DOCUMENT:
------------------------------------

Storyline: The famous libertine not only violates polite society's
supposed strictures on the relations between the sexes, he refuses to adhere
to rules of behavior or give even lip service to the hypocrisies of the
nobility in the capital city of the France of Louis XIV, the Sun King. He
rejects chastisements from noblemen, creditors, his father and even the
implied criticism of his own valet. But, when a giant statue comes to life
to correct him, he seems to waiver. It is just a momentary lapse, however,
and he sticks to his unorthodox principles even as he
goes to hell rather than reject all he has lived by.
As translator, adaptor and director, Wadsworth puts a
distinctive stamp on a play that has delights of its own. He is often quoted
as being a great believer in theatrical style, and that shows in this
production which is completely stylistic. It is not, however, a simple
replication of an historical style. There is a contemporary freshness to
Wadsworth's blocking and pacing, and the stage pictures that he creates. This
much is clear from the opening moments -- a curtain call that has the
audience applauding even before there is a show. A prologue delivered with
unctuous sincerity by Laurence O'Dwyer clearly stamps the piece as something
being performed before the Sun King himself. Since much of the material of
the play is a thinly disguised excoriation of the sovereign's court, the
calling forth of the presence of the monarch gives the entire evening a bite
it might not otherwise have. And, since Wadsworth is trying to show us what
the play would have been on its opening night before the censors got their
hands on it, it is a piece of historical accuracy to have the players
acutely conscious of the royal presence.

------------------------------------

MATERIAL:
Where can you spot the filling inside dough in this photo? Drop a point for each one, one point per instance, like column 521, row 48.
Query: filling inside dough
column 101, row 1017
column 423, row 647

------------------------------------

Please update the review above by writing out everything from "Storyline: The famous" down to "has lived by." with "valet" replaced by "servant".

WRITTEN ANSWER:
Storyline: The famous libertine not only violates polite society's
supposed strictures on the relations between the sexes, he refuses to adhere
to rules of behavior or give even lip service to the hypocrisies of the
nobility in the capital city of the France of Louis XIV, the Sun King. He
rejects chastisements from noblemen, creditors, his father and even the
implied criticism of his own servant. But, when a giant statue comes to life
to correct him, he seems to waiver. It is just a momentary lapse, however,
and he sticks to his unorthodox principles even as he
goes to hell rather than reject all he has lived by.